Extracted data:
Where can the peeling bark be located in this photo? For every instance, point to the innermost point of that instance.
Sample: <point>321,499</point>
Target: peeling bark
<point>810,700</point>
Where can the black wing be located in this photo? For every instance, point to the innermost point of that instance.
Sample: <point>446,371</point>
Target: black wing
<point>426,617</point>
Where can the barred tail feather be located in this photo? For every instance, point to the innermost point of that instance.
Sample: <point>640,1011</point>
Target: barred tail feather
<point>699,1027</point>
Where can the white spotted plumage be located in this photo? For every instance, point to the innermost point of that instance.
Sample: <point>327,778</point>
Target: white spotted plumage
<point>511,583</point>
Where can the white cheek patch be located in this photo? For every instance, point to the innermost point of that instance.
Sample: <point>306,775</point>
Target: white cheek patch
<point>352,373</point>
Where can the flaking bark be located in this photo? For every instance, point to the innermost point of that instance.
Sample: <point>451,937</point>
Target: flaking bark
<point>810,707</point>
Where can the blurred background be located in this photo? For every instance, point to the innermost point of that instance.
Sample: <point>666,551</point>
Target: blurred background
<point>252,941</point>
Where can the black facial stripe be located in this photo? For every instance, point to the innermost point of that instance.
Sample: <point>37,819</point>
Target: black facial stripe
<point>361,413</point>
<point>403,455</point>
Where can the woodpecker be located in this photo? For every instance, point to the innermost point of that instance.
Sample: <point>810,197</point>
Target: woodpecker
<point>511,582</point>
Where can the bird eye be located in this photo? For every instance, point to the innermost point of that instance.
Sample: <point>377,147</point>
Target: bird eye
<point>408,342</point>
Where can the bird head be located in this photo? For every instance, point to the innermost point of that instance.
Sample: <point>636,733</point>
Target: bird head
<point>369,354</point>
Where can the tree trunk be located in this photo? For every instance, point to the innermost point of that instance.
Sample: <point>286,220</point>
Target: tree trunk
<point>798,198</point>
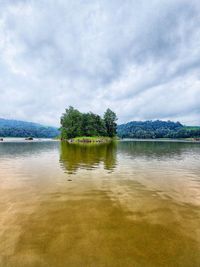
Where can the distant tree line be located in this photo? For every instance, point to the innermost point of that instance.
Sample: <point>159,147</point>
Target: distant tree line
<point>75,124</point>
<point>14,128</point>
<point>156,129</point>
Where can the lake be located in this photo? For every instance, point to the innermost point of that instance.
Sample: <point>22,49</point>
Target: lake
<point>134,203</point>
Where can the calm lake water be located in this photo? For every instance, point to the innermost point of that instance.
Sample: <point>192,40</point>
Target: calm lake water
<point>126,204</point>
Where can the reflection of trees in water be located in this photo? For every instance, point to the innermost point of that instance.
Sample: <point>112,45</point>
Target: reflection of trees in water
<point>23,149</point>
<point>157,149</point>
<point>88,156</point>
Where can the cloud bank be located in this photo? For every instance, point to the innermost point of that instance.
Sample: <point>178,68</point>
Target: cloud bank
<point>140,58</point>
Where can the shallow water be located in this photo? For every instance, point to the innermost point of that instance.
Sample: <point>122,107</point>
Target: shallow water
<point>126,204</point>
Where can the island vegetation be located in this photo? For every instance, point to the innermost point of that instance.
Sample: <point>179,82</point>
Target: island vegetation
<point>88,127</point>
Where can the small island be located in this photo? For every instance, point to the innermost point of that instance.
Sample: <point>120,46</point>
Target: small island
<point>77,127</point>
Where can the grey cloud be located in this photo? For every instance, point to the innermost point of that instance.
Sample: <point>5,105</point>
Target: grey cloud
<point>141,58</point>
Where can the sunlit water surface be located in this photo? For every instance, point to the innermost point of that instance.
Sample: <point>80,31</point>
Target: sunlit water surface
<point>126,204</point>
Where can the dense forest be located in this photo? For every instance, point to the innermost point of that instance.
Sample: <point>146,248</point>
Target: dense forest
<point>15,128</point>
<point>75,124</point>
<point>156,129</point>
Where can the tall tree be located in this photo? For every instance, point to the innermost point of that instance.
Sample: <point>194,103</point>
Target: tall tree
<point>71,123</point>
<point>110,120</point>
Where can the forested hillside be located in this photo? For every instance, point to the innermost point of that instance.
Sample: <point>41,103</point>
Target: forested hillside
<point>15,128</point>
<point>156,129</point>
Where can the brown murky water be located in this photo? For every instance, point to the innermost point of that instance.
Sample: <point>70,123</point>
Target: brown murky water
<point>126,204</point>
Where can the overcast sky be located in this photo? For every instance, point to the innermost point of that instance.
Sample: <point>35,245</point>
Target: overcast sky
<point>139,58</point>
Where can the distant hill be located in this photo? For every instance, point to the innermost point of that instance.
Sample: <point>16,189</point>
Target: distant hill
<point>156,129</point>
<point>15,128</point>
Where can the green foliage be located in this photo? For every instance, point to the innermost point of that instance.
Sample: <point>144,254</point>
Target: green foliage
<point>110,119</point>
<point>75,124</point>
<point>71,122</point>
<point>157,129</point>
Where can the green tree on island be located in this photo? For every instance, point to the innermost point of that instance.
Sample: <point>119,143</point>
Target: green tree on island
<point>76,124</point>
<point>110,119</point>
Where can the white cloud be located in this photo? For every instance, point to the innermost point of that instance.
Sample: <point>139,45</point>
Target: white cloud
<point>139,58</point>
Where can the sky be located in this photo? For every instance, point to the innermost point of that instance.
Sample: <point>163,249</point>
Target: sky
<point>139,58</point>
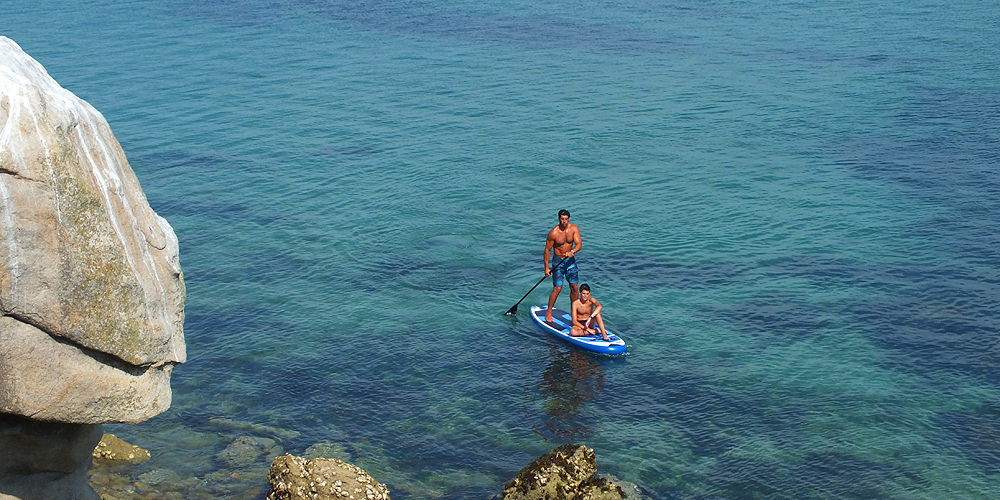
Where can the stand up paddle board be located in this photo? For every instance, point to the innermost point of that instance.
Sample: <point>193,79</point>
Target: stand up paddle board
<point>561,324</point>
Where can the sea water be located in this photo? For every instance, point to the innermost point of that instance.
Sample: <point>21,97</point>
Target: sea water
<point>789,210</point>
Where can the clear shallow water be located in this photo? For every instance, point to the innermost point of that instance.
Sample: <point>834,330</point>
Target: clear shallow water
<point>789,211</point>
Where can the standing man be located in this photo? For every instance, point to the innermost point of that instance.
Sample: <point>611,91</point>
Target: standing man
<point>564,241</point>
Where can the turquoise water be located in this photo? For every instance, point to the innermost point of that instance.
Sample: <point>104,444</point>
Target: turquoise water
<point>789,210</point>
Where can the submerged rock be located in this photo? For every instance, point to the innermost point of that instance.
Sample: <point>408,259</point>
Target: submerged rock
<point>295,478</point>
<point>113,448</point>
<point>45,460</point>
<point>565,473</point>
<point>246,450</point>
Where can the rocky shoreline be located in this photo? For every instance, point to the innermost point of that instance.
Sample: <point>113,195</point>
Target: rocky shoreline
<point>567,472</point>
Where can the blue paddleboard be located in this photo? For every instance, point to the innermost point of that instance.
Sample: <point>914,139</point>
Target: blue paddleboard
<point>561,324</point>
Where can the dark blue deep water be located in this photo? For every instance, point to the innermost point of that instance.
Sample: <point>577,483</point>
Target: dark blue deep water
<point>790,210</point>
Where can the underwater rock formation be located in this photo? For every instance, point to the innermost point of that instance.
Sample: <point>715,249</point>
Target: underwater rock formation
<point>295,478</point>
<point>566,472</point>
<point>91,289</point>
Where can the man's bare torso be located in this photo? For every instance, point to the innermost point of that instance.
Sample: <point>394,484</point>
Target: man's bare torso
<point>562,240</point>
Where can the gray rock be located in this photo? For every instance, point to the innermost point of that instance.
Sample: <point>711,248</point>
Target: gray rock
<point>45,460</point>
<point>91,289</point>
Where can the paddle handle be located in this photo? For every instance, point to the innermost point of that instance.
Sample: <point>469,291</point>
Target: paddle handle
<point>513,309</point>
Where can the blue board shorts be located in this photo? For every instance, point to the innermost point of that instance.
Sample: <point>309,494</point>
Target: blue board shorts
<point>565,271</point>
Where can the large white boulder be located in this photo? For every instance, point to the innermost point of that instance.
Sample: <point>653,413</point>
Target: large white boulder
<point>91,289</point>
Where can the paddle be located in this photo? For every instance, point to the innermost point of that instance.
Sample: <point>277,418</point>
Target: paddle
<point>513,310</point>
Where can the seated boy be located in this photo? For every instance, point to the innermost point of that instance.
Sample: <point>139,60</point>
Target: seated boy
<point>585,310</point>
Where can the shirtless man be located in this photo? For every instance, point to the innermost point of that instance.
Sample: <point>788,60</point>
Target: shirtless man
<point>564,241</point>
<point>585,310</point>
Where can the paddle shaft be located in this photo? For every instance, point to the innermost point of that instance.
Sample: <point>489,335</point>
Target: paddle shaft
<point>513,310</point>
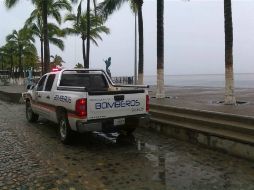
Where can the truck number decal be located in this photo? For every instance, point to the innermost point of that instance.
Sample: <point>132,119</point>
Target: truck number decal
<point>118,104</point>
<point>61,98</point>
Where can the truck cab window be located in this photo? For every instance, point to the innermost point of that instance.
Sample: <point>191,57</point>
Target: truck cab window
<point>50,82</point>
<point>41,83</point>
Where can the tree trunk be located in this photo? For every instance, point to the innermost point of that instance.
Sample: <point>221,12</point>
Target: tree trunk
<point>45,36</point>
<point>88,36</point>
<point>160,50</point>
<point>20,64</point>
<point>42,62</point>
<point>229,74</point>
<point>2,60</point>
<point>12,65</point>
<point>141,44</point>
<point>84,52</point>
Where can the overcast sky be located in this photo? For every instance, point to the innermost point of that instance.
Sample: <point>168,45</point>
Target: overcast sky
<point>194,37</point>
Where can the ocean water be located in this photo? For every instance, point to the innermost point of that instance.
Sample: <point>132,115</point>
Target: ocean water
<point>209,80</point>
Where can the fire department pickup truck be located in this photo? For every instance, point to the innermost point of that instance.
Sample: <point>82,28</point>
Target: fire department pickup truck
<point>85,100</point>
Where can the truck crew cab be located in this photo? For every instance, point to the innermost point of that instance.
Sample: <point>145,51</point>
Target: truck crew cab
<point>85,100</point>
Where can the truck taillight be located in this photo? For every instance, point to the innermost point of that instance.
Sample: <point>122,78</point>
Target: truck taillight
<point>81,107</point>
<point>147,103</point>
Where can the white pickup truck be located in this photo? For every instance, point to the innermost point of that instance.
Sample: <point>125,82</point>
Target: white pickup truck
<point>86,100</point>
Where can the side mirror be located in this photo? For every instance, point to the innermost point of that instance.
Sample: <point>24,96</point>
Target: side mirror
<point>30,87</point>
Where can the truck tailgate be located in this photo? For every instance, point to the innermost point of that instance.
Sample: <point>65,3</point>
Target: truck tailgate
<point>119,105</point>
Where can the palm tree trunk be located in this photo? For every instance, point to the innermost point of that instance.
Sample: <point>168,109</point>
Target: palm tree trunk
<point>229,75</point>
<point>88,36</point>
<point>12,65</point>
<point>45,36</point>
<point>160,50</point>
<point>42,64</point>
<point>84,52</point>
<point>2,60</point>
<point>20,64</point>
<point>141,44</point>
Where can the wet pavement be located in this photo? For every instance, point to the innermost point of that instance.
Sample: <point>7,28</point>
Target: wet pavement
<point>32,157</point>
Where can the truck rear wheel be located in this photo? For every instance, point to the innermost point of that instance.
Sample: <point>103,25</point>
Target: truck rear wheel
<point>65,130</point>
<point>30,115</point>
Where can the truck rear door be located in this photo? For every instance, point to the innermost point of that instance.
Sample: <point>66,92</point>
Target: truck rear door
<point>119,105</point>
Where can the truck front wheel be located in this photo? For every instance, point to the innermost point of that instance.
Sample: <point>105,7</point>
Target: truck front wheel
<point>30,115</point>
<point>65,130</point>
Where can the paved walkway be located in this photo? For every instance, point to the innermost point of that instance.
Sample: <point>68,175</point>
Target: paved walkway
<point>202,98</point>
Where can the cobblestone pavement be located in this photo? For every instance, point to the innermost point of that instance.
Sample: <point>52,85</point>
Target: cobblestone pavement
<point>32,157</point>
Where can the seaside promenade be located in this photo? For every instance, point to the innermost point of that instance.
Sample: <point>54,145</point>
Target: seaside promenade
<point>200,98</point>
<point>32,156</point>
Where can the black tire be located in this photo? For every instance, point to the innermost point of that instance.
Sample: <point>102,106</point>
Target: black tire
<point>65,131</point>
<point>30,115</point>
<point>130,126</point>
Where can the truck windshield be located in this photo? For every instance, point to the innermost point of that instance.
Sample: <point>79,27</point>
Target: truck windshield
<point>88,80</point>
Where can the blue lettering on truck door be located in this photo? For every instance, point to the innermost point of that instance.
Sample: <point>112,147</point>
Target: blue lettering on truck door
<point>118,104</point>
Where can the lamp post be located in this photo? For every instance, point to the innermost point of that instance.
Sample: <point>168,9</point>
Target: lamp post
<point>135,53</point>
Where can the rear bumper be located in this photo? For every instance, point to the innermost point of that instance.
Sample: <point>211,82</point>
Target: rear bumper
<point>107,125</point>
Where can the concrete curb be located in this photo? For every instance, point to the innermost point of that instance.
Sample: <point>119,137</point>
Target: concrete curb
<point>11,97</point>
<point>230,133</point>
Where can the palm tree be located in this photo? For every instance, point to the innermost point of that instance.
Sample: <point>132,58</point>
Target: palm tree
<point>88,26</point>
<point>160,50</point>
<point>80,28</point>
<point>229,75</point>
<point>57,61</point>
<point>46,8</point>
<point>53,34</point>
<point>107,7</point>
<point>23,41</point>
<point>8,51</point>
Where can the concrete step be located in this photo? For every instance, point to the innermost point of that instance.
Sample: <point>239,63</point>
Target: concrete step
<point>228,126</point>
<point>206,114</point>
<point>232,135</point>
<point>195,118</point>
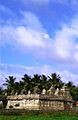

Goal of the exercise:
Output should match, line for line, the stretch of the material above from the line holding "Where can the gray" through the line holding "Sample: <point>469,291</point>".

Exercise result:
Where can the gray rock be located in this photo? For every instance, point to the innermost point of that instance.
Sample: <point>711,248</point>
Target: gray rock
<point>45,460</point>
<point>91,289</point>
Where can the paddle handle be located in this photo? For every instance, point to the innermost point of that instance.
Sample: <point>469,291</point>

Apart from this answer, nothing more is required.